Job: Pull out every line of the listing below that contains the word "number". Case matters.

Given data:
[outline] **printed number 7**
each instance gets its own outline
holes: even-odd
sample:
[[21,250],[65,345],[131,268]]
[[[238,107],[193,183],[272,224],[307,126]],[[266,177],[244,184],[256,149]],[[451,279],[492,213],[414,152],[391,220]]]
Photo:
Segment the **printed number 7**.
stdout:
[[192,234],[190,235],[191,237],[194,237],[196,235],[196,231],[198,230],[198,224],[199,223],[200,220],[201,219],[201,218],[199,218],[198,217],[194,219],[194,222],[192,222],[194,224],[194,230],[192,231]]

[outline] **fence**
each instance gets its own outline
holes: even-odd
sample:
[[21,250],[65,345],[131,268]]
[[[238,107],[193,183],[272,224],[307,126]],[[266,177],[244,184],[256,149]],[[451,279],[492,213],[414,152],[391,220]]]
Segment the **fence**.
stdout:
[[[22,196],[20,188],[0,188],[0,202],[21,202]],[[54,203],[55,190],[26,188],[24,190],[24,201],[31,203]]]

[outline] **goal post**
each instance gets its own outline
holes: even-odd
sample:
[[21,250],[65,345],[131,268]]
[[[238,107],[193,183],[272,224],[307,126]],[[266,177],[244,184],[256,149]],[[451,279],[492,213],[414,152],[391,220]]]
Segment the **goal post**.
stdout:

Task output:
[outline] **printed number 7**
Segment the **printed number 7**.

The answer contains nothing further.